Your objective: Exact copies of all the lines below are required, with the pictures omitted.
*** Data excerpts Section Begins ***
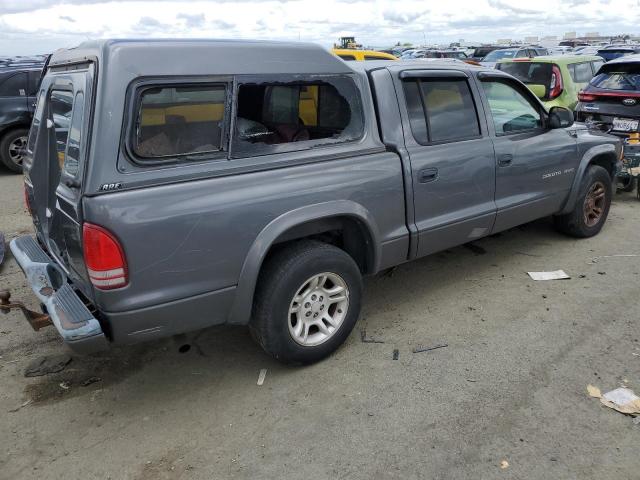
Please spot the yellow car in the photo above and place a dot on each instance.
(360, 55)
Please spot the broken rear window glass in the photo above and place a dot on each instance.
(273, 116)
(179, 120)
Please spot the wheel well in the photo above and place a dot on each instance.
(344, 232)
(606, 161)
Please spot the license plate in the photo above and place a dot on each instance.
(625, 125)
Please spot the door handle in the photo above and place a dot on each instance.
(428, 175)
(505, 160)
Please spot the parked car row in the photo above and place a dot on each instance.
(19, 79)
(611, 102)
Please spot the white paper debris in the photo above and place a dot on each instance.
(555, 275)
(263, 373)
(621, 399)
(620, 396)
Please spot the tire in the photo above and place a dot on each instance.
(585, 221)
(285, 303)
(9, 145)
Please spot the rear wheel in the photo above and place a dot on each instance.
(12, 149)
(307, 302)
(592, 205)
(627, 184)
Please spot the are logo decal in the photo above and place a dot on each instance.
(107, 187)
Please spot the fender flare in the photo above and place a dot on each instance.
(589, 155)
(240, 312)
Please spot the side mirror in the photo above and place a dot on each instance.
(538, 90)
(560, 117)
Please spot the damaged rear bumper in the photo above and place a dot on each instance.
(73, 320)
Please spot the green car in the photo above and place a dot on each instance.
(556, 80)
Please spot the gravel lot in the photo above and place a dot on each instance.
(511, 385)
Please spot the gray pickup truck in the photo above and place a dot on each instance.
(179, 184)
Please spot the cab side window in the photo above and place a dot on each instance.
(283, 116)
(441, 110)
(512, 112)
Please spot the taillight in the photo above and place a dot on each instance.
(555, 87)
(104, 258)
(586, 97)
(26, 199)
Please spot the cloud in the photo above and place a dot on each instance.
(192, 21)
(402, 18)
(28, 25)
(508, 7)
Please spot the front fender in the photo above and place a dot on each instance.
(241, 310)
(607, 149)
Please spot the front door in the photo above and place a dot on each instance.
(535, 165)
(452, 158)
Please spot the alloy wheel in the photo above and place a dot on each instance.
(318, 309)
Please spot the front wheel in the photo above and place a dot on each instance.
(592, 205)
(12, 149)
(307, 301)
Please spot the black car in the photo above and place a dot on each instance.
(480, 52)
(611, 102)
(18, 88)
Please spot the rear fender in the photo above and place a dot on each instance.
(607, 151)
(243, 302)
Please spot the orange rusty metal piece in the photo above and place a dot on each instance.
(37, 320)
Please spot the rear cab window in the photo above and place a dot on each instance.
(511, 109)
(441, 110)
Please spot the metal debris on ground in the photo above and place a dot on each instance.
(421, 349)
(365, 339)
(89, 381)
(263, 373)
(621, 399)
(555, 275)
(14, 410)
(595, 259)
(46, 365)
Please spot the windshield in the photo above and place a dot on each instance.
(618, 77)
(528, 72)
(499, 54)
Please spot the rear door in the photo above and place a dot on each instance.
(54, 165)
(452, 158)
(535, 165)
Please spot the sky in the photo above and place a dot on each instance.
(40, 26)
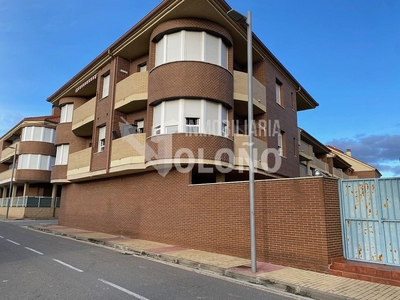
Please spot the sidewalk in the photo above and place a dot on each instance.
(296, 281)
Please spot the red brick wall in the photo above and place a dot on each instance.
(298, 221)
(287, 119)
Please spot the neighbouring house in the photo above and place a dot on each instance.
(359, 168)
(27, 156)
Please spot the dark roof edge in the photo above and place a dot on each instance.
(105, 53)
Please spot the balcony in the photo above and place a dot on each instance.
(128, 152)
(8, 153)
(131, 93)
(339, 173)
(320, 165)
(240, 94)
(79, 163)
(6, 176)
(82, 122)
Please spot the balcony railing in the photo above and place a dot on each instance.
(240, 92)
(9, 152)
(131, 93)
(241, 151)
(303, 171)
(5, 176)
(79, 162)
(129, 150)
(306, 150)
(82, 122)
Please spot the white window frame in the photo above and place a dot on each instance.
*** Data excerpts Section Ends ***
Response to the exercise:
Please spot the yellow car in the photo above and place a dot on each instance.
(360, 55)
Please spot the broken rear window glass in the photo above and place a dot on each instance.
(273, 116)
(179, 120)
Please spot the wheel well in the photo above and place a dot on each instance.
(344, 232)
(606, 161)
Please spot the license plate in the photo above and place a dot on each instance.
(625, 125)
Please spot the door handle in the photo above and place a dot on each instance.
(428, 175)
(505, 160)
Please spot the parked car row in the photo above and place a dot on each instance.
(19, 79)
(611, 102)
Please spot the white paper debris in the photo above and place a dot on each instance.
(555, 275)
(263, 373)
(621, 399)
(620, 396)
Please spot the tire in the photo above and place a dot on each instance.
(585, 221)
(285, 303)
(9, 145)
Please spot the rear wheel in the photo above and place a dot on each instance.
(12, 149)
(307, 302)
(592, 205)
(627, 184)
Please spot the are logo decal in the photo above and place a dot on each instance.
(107, 187)
Please spot the fender flare in the photo above and place a dot on each instance.
(589, 155)
(240, 312)
Please spot the side mirror in the photo above and place a dot on each instance.
(538, 90)
(560, 117)
Please spot the damaged rear bumper in the photo above and place a dot on each instance.
(73, 320)
Please spot the green car in the photo above and place a dot on each instance.
(556, 80)
Please spot the gravel lot in the photo above and place a dot on each instance.
(511, 385)
Please spot the gray pickup truck in the photo above and place a dot on each instance.
(179, 184)
Please spot the cab side window in the photo above and place a dot on each instance.
(283, 116)
(441, 110)
(512, 112)
Please spot the taillight in the photo above and place a dot on each instance.
(555, 87)
(104, 258)
(586, 97)
(26, 199)
Please spot the cloud in the photo above and place a dot on each instance.
(192, 21)
(402, 18)
(28, 25)
(508, 7)
Please spot the front fender in the photo above and place a dot on each instance.
(241, 310)
(607, 149)
Please spot the front door in the photo above and place a dot on each instance.
(535, 165)
(452, 158)
Please spot the alloy wheel in the photo above and place a dot on each instance.
(318, 309)
Please spot the front wheel in the photo above and place a dot on each instance.
(592, 205)
(12, 149)
(307, 301)
Please spot the black car in the photo above and place a dot on each instance.
(480, 52)
(611, 102)
(18, 88)
Please spot the rear fender in the photo above and place a dot on each instance.
(607, 151)
(243, 302)
Please spot the orange rusty metal piece in the photo above and place a dot on each instance.
(37, 320)
Please spot the rear cab window in the photo above and place a dot on each instance.
(511, 109)
(441, 110)
Please spot the metal debris on ground in the photo above and place a dot on each instance.
(421, 349)
(365, 339)
(89, 381)
(263, 373)
(621, 399)
(555, 275)
(14, 410)
(595, 259)
(46, 365)
Please spot the windshield in the photo above and place a dot on each instance.
(618, 77)
(528, 72)
(499, 54)
Please spot the rear door in the photo above and place a dot on each instance.
(54, 165)
(452, 158)
(535, 165)
Please spot the sky in the photo above and place a dot on each instance.
(40, 26)
Please spot the sidewalk in the photo above and place a dot on each instance.
(296, 281)
Please spot the red brick wall in the photo above and place a dot on each instance.
(298, 221)
(287, 119)
Please spot the neighbouring house in the photo above and place a dot on each instance.
(359, 168)
(27, 156)
Please spot the dark roof edge in the photo above and place a dot on each instance.
(105, 53)
Please spot the balcony in the photo above and place a dot on each instance.
(128, 152)
(8, 153)
(131, 93)
(339, 173)
(320, 165)
(240, 94)
(79, 163)
(6, 176)
(82, 122)
Please spot the balcony railing in the photo above and place a dot on each instance.
(240, 92)
(9, 152)
(131, 93)
(241, 151)
(303, 171)
(5, 176)
(79, 162)
(129, 150)
(306, 150)
(82, 122)
Please spot the white window frame in the photo above and place a dot on each instance.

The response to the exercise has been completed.